- EXERCISE INSTRUCTIONS
[1] Retype the case header from "Ahrens v. Superior" up to and including "interest PG & E.", keeping every character as it appears.
[2] According to the case header, which company was the real party in interest?

Ahrens v. Superior Court

Decision Date22 January 1988
Docket NumberNo. A038708,A038708
Citation243 Cal.Rptr. 420,197 Cal.App.3d 1134
CourtCalifornia Court of Appeals Court of Appeals
PartiesPaul AHRENS et al., Petitioners, v. SUPERIOR COURT of the State of California for the City and County of San Francisco, Respondent; PACIFIC GAS AND ELECTRIC COMPANY, Real Party in Interest.

William R. Benz, Yvonne M. Metzger, Larkspur, for petitioners.

No appearance for respondent.

Sedgwick, Detert, Moran & Arnold, Stephen W. Jones, Roger D. Rizzo, Beth S. Jordan, Pacific Gas & Electric Co., Iathan T. Annand, San Francisco, for real party in interest PG & E.

Latham & Watkins, Ernest J. Getto, Milton A. Miller, Juli Wilson Marshall, Los Angeles, Chemical Manufacturers Assn., David F. Zoll, Michael P. Walls, Washington, D.C., Crosby, Heafey, Roach & May, Peter W. Davis, Oakland, Piper & Marbury, Toni K. Allen, Susan D. Sawtelle, Washington, D.C., for amici curiae in Support of PG & E.

RACANELLI, Presiding Justice.

- DATASET
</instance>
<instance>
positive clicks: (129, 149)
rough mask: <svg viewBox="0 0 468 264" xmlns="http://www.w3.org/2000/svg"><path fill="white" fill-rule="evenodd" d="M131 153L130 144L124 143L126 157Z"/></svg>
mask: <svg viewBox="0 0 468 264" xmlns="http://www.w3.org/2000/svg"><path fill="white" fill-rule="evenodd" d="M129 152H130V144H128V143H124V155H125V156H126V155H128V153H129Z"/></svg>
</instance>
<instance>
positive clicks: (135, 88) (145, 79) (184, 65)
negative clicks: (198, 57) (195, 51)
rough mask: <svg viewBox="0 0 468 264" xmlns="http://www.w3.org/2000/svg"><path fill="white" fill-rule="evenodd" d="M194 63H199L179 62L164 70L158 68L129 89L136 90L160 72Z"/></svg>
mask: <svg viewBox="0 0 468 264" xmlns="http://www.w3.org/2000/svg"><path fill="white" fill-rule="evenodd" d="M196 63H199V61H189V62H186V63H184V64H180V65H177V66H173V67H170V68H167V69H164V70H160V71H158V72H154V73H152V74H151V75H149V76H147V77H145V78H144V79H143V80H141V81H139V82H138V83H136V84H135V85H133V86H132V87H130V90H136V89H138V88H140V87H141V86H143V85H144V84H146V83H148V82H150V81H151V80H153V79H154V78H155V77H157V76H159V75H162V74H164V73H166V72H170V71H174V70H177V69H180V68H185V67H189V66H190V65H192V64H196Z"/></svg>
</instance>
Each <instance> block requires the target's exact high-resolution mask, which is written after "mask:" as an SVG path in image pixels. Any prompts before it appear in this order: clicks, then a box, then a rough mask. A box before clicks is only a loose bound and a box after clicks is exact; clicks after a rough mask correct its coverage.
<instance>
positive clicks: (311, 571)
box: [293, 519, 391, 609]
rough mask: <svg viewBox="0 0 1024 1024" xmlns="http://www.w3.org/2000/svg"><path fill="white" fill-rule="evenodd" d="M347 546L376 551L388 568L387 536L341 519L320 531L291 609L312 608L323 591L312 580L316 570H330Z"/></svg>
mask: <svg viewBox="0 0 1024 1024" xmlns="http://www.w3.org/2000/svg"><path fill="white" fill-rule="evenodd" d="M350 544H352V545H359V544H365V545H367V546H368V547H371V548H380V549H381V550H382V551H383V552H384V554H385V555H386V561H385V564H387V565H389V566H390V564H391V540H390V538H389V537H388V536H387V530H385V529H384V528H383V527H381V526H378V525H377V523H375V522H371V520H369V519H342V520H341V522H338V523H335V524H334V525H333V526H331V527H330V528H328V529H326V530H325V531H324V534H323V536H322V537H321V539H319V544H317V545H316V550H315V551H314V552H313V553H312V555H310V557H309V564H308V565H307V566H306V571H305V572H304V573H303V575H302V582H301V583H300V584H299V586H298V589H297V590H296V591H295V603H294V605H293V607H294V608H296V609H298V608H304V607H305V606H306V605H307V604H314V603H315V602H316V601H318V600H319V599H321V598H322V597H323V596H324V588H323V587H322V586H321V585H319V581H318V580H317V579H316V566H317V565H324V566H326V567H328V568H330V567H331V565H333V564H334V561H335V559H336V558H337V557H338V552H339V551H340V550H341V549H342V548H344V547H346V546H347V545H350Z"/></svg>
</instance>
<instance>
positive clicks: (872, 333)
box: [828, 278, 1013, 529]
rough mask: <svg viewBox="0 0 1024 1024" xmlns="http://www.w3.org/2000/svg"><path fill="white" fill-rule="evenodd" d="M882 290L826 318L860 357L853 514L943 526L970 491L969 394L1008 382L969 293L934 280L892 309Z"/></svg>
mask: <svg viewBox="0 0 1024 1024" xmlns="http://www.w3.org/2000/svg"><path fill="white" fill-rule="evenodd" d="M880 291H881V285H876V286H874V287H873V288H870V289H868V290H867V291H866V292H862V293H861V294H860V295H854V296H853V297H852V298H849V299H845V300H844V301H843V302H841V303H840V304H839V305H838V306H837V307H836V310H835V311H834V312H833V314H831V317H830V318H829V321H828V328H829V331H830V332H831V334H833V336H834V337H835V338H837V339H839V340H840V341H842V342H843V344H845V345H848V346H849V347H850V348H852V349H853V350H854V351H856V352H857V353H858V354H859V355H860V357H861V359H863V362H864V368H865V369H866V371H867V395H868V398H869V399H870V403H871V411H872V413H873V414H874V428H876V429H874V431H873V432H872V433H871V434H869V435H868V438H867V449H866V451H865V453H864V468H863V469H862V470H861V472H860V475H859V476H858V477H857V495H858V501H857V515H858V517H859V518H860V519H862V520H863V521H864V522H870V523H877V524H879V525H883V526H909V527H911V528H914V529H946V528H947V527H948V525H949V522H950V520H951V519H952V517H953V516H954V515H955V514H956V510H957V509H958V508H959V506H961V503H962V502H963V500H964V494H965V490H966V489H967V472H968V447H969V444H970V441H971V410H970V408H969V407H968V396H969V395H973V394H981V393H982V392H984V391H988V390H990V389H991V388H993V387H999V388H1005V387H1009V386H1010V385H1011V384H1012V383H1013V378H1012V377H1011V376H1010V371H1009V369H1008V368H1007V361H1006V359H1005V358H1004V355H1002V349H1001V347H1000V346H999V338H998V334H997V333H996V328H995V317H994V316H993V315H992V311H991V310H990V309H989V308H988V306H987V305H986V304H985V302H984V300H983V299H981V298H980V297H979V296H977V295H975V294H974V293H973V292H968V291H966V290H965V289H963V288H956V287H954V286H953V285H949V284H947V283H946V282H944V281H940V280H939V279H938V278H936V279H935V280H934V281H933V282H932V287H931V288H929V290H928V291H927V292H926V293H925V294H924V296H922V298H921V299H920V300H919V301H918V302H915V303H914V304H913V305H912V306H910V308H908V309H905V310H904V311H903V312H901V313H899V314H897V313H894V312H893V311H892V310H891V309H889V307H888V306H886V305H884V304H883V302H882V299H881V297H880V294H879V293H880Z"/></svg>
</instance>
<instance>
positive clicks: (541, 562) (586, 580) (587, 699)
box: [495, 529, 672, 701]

- PER-TASK ANSWERS
[1]
Ahrens v. Superior Court

Decision Date22 January 1988
Docket NumberNo. A038708,A038708
Citation243 Cal.Rptr. 420,197 Cal.App.3d 1134
CourtCalifornia Court of Appeals Court of Appeals
PartiesPaul AHRENS et al., Petitioners, v. SUPERIOR COURT of the State of California for the City and County of San Francisco, Respondent; PACIFIC GAS AND ELECTRIC COMPANY, Real Party in Interest.

William R. Benz, Yvonne M. Metzger, Larkspur, for petitioners.

No appearance for respondent.

Sedgwick, Detert, Moran & Arnold, Stephen W. Jones, Roger D. Rizzo, Beth S. Jordan, Pacific Gas & Electric Co., Iathan T. Annand, San Francisco, for real party in interest PG & E.

[2] Pacific Gas and Electric Company